Saved entries:
##########
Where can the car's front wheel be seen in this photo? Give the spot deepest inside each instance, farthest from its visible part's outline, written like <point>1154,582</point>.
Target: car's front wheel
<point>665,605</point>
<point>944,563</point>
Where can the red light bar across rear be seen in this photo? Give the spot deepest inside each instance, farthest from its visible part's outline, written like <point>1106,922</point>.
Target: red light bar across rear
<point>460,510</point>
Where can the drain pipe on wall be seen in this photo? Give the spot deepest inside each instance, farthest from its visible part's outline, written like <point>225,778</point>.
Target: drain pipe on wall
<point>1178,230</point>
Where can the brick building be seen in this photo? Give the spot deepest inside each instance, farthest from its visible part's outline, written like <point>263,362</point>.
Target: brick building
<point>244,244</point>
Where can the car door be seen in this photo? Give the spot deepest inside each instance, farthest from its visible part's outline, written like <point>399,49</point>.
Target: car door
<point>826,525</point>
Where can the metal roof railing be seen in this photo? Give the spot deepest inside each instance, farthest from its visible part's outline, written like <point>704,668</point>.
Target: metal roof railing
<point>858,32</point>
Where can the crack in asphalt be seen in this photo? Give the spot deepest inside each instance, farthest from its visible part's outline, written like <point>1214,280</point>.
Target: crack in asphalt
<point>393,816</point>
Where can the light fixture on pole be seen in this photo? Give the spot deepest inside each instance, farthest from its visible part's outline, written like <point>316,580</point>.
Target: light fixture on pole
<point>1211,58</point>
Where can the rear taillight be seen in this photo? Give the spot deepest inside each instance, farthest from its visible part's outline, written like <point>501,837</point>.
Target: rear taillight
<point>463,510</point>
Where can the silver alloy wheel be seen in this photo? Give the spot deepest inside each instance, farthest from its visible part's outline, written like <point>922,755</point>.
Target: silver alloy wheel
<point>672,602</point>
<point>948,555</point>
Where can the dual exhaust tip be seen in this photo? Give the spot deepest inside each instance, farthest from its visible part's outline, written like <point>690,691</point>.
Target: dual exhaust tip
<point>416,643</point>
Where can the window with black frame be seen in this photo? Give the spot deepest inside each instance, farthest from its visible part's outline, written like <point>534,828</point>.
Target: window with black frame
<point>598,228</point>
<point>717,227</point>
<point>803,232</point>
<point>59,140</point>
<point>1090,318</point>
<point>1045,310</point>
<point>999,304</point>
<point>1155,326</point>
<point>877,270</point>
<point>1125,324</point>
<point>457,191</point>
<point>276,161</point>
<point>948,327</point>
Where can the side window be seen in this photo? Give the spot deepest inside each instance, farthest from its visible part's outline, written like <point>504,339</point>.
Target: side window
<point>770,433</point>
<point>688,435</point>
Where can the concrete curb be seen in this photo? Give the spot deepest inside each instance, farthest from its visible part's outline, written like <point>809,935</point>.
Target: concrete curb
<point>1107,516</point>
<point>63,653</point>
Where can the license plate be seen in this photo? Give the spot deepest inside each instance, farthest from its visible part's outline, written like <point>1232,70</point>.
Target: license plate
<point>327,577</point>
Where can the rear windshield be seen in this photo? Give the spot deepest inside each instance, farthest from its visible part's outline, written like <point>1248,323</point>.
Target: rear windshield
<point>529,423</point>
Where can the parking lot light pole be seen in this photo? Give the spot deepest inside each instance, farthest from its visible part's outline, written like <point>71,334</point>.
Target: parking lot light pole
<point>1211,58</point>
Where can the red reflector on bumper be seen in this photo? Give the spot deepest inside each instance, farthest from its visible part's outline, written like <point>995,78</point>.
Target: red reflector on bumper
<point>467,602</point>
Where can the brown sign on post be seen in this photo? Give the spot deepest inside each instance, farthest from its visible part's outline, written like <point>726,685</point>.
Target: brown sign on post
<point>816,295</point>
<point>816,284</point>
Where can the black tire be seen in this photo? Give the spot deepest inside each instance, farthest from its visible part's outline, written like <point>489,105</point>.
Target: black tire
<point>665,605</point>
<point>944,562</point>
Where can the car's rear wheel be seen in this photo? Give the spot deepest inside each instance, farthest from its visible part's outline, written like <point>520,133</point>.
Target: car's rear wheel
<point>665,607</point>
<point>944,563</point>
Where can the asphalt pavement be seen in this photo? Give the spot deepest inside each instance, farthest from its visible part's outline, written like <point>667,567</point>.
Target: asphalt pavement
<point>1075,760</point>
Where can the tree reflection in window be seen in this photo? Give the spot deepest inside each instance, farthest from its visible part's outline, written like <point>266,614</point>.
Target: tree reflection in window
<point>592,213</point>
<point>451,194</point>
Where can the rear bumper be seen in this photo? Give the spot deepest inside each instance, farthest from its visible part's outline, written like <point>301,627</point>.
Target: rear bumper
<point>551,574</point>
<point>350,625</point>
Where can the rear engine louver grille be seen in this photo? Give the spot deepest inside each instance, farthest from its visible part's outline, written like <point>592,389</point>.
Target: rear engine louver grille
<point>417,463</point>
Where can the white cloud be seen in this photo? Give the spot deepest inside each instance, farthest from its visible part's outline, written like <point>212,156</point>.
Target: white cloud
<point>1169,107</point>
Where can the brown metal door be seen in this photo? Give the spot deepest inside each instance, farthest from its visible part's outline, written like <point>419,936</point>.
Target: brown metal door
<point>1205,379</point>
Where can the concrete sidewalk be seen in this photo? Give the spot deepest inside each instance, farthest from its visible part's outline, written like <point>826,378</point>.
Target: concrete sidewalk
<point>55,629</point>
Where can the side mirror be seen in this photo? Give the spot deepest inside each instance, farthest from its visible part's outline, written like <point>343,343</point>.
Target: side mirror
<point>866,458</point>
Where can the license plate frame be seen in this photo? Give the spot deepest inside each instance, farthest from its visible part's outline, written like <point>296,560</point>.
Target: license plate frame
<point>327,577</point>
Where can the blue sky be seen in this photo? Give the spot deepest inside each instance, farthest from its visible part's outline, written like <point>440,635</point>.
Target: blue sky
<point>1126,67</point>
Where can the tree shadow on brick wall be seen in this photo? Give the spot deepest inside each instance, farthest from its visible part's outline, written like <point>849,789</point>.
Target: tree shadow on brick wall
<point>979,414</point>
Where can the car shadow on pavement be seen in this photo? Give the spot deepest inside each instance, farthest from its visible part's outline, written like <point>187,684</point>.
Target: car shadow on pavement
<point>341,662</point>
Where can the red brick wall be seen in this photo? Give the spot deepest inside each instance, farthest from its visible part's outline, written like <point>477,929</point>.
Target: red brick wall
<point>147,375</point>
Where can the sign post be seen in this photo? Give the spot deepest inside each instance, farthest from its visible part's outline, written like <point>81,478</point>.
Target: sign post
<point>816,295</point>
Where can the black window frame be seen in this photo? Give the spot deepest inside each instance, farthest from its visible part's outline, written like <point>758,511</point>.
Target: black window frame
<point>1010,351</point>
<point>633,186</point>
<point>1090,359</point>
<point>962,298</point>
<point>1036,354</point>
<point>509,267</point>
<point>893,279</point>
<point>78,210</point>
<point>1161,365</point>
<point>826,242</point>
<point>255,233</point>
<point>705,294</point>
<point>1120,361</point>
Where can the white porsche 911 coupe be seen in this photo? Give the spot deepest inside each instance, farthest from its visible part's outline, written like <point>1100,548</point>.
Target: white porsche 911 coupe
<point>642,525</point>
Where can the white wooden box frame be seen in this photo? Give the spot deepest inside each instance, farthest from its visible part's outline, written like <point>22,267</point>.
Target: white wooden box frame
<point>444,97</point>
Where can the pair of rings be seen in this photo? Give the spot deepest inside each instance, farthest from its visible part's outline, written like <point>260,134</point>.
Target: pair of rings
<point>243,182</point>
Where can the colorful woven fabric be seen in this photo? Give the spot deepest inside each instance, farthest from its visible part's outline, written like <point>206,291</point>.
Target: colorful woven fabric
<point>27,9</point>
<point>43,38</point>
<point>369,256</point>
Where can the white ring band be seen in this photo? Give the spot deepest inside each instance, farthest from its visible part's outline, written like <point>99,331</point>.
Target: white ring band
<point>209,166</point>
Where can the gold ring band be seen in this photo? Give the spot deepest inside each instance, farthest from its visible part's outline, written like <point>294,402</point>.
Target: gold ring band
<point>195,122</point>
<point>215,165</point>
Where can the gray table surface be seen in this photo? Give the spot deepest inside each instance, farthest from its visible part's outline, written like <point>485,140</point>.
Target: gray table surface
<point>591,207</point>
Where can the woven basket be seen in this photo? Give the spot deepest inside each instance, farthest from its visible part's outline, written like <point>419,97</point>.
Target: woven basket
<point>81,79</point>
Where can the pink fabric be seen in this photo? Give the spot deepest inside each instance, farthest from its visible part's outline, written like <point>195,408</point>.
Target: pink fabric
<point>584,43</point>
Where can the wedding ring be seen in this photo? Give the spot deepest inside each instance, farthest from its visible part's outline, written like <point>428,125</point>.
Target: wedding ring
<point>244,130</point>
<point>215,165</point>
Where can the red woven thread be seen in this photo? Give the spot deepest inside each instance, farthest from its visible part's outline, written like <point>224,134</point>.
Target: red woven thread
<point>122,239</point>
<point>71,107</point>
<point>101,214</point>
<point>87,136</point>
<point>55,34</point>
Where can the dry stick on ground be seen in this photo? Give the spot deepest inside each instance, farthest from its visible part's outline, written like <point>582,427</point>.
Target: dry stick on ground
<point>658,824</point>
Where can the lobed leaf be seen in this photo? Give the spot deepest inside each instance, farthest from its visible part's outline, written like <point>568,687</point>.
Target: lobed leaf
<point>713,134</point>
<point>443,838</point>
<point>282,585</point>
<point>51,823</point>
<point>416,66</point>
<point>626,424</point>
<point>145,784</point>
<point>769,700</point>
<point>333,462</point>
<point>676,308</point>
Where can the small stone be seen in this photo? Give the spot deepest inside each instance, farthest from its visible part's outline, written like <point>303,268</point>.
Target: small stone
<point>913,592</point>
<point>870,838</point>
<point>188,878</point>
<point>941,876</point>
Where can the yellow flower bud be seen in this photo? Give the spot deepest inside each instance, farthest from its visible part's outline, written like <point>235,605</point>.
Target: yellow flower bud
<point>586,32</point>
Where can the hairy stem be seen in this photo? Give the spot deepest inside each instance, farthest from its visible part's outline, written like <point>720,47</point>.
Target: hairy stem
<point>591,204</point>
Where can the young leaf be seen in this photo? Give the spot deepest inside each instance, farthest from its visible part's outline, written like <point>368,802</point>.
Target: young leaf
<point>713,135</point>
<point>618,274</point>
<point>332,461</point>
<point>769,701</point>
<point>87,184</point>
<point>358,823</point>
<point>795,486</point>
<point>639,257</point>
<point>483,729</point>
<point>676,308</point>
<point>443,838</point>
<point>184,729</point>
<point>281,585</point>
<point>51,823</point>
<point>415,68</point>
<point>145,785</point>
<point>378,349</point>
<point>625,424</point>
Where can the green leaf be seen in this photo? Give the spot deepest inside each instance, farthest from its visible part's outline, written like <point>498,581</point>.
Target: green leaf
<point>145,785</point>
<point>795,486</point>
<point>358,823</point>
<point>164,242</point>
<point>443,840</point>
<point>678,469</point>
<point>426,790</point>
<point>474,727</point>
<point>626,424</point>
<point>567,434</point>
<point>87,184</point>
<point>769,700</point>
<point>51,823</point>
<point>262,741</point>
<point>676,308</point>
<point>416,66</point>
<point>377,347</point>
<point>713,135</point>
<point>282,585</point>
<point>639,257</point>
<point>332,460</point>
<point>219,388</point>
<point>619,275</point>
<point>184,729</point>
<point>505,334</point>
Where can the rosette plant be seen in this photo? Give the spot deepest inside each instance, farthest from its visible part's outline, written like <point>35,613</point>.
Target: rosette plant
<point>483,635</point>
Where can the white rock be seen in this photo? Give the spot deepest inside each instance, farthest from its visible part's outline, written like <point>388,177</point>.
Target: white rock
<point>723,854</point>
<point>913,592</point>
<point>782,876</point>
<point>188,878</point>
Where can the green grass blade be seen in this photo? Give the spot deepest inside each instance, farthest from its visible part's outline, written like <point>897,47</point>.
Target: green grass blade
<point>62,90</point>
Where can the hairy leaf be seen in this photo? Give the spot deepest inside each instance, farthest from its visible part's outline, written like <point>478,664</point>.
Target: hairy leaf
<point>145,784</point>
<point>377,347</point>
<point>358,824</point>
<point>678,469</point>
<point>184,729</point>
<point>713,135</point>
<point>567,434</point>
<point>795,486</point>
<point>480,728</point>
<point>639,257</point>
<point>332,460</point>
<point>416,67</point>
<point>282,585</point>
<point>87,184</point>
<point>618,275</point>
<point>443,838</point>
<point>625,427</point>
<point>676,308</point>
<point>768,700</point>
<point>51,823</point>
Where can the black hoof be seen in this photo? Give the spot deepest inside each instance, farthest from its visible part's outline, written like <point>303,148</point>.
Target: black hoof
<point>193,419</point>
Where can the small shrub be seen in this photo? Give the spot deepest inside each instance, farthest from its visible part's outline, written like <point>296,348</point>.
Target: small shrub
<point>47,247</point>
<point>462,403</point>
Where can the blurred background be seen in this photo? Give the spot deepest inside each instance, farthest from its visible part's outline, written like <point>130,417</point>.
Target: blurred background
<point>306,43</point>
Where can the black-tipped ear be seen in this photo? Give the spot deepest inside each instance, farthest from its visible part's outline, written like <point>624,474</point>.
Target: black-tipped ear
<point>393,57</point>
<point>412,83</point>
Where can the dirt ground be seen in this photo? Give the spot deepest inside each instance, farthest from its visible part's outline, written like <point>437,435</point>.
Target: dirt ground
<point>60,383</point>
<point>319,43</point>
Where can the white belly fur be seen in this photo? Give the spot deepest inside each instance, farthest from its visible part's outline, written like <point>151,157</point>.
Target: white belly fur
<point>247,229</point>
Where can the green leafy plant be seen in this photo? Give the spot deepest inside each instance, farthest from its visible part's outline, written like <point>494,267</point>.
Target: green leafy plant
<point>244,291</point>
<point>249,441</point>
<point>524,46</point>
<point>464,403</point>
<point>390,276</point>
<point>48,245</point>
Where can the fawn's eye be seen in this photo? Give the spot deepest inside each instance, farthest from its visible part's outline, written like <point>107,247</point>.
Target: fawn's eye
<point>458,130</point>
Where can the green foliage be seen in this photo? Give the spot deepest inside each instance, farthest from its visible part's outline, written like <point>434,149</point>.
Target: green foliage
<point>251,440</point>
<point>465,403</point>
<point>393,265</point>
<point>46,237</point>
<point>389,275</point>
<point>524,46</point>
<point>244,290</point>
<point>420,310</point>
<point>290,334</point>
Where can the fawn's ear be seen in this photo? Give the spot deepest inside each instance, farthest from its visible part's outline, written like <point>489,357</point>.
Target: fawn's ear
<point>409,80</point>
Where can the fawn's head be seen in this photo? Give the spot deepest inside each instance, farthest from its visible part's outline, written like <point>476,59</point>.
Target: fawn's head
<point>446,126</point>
##########
Extract from the records above the lines from the one containing "Where can the rear windshield" to the one containing "Where can the red reflector", both lines included, exactly as they appear and with nothing else.

> SOLUTION FOR THIS TASK
Where can the rear windshield be seen in this photo? Give the spot deepest inside each instance, farthest from its visible part's outline, written like <point>1248,323</point>.
Target: rear windshield
<point>529,423</point>
Where can the parking lot light pole be seen in this photo? Give the spot deepest inside each instance, farthest from its visible part's outline, written like <point>71,334</point>.
Target: parking lot light pole
<point>1211,58</point>
Where can the red reflector on bumper be seen in this photo? Give the spot deepest inside each instance, farthest from its visible part's outline, written like <point>995,78</point>.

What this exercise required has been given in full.